#### [Job]
Copy the part of the notebook text that begins at the words "train_dataset_path = 'path_to_train_data'" and stops after "train_data.head()", keeping every character the same.

#### [Text]
### Packages import

In [None]:
# Import base packages
import numpy as np
import matplotlib
import matplotlib.pyplot as plt
import seaborn as sns
import pandas as pd

# Import DL packages
import tensorflow as tf
print(f'TensorFlow version: {tf.__version__}')
print(f'Keras version: {tf.keras.__version__}')
import tensorflow_hub as hub
from tensorflow.keras import regularizers
from tensorflow.keras.models import Sequential
from tensorflow.keras.layers import Dense, Dropout
from sklearn.model_selection import train_test_split
from sklearn.metrics import accuracy_score

### Read train/test datasets
Create a function to read train and test datasets with follow actions:
- Have a look at readme.txt from the unzipped folder to get more information about the datasets
- Columns should be renamed to 'rate' and 'text'
- Take a random sample of 5000 records for training and test datasets
- Positive labels should be mapped to 0 (instead of 2 in the initial dataset)

In [None]:
def read_format_dataset(dataset_path):
    
    return()

train_dataset_path = 'path_to_train_data'
test_dataset_path = 'path_to_test_data'
train_data = read_format_dataset(train_dataset_path)
test_data = read_format_dataset(test_dataset_path)
train_data.head()

#### [Material]
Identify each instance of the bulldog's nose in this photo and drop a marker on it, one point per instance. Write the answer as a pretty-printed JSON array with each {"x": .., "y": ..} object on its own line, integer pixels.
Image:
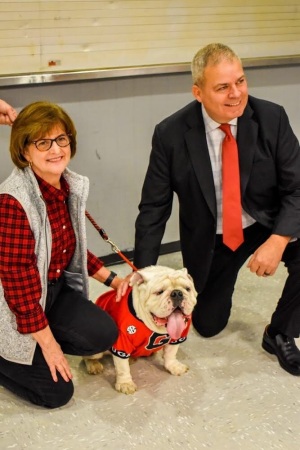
[{"x": 176, "y": 297}]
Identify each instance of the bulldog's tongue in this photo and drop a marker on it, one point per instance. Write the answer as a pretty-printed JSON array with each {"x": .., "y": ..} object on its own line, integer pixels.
[{"x": 176, "y": 324}]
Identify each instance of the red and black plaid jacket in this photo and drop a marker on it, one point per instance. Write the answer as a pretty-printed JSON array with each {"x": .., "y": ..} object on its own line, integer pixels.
[{"x": 18, "y": 262}]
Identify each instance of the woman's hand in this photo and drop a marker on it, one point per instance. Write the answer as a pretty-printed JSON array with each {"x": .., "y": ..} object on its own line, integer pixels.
[
  {"x": 53, "y": 354},
  {"x": 119, "y": 284}
]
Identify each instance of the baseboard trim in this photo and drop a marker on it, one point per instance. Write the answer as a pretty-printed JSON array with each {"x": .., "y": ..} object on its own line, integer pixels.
[{"x": 114, "y": 258}]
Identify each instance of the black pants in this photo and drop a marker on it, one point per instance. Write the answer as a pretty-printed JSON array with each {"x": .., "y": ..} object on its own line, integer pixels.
[
  {"x": 80, "y": 327},
  {"x": 214, "y": 303}
]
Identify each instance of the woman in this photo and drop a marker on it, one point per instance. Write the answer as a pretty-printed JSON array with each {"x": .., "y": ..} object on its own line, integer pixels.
[{"x": 45, "y": 264}]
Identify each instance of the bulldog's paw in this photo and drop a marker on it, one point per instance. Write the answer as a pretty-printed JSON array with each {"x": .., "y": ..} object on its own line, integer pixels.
[
  {"x": 176, "y": 367},
  {"x": 126, "y": 388},
  {"x": 93, "y": 366}
]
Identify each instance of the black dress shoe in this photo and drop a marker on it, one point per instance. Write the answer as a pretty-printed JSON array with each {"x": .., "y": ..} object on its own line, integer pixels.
[{"x": 285, "y": 349}]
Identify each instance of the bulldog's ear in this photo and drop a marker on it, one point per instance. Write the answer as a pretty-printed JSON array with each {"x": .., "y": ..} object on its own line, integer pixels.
[{"x": 136, "y": 278}]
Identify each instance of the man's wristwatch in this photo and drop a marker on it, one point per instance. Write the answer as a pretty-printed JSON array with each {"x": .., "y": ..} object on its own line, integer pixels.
[{"x": 110, "y": 278}]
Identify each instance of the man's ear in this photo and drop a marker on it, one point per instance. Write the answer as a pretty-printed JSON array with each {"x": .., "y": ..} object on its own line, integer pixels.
[{"x": 197, "y": 92}]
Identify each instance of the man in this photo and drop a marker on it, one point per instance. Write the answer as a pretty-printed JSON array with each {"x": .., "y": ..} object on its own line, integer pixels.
[
  {"x": 186, "y": 158},
  {"x": 7, "y": 113}
]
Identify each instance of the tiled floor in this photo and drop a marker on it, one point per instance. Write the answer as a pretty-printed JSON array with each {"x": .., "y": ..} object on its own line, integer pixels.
[{"x": 235, "y": 396}]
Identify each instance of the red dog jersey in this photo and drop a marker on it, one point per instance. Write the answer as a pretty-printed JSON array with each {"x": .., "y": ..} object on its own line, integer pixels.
[{"x": 135, "y": 339}]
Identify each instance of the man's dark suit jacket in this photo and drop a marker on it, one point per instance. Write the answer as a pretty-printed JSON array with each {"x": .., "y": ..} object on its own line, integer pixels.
[{"x": 269, "y": 158}]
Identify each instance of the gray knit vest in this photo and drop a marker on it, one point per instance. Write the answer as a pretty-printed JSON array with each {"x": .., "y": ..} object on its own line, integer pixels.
[{"x": 23, "y": 186}]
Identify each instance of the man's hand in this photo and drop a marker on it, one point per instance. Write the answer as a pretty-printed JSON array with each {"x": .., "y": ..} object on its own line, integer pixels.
[
  {"x": 266, "y": 258},
  {"x": 7, "y": 113}
]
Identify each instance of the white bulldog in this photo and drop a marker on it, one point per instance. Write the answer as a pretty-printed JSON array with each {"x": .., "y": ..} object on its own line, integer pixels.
[{"x": 155, "y": 313}]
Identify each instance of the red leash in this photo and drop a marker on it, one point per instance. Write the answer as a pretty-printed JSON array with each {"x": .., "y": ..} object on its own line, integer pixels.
[{"x": 106, "y": 239}]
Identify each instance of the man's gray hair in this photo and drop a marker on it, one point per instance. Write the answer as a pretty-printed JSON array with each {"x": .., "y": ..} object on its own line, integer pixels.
[{"x": 211, "y": 54}]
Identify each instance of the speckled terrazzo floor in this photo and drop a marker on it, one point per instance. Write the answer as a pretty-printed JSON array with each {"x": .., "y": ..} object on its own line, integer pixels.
[{"x": 235, "y": 395}]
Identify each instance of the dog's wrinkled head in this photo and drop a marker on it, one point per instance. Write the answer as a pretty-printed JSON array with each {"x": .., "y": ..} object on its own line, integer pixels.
[{"x": 163, "y": 298}]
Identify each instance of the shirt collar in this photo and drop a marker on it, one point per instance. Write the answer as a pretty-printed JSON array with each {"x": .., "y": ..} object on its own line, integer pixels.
[
  {"x": 50, "y": 193},
  {"x": 210, "y": 124}
]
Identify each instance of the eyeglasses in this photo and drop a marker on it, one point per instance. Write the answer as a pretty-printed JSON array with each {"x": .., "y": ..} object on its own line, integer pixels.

#### [The completed task]
train_dataset_path = 'path_to_train_data'
test_dataset_path = 'path_to_test_data'
train_data = read_format_dataset(train_dataset_path)
test_data = read_format_dataset(test_dataset_path)
train_data.head()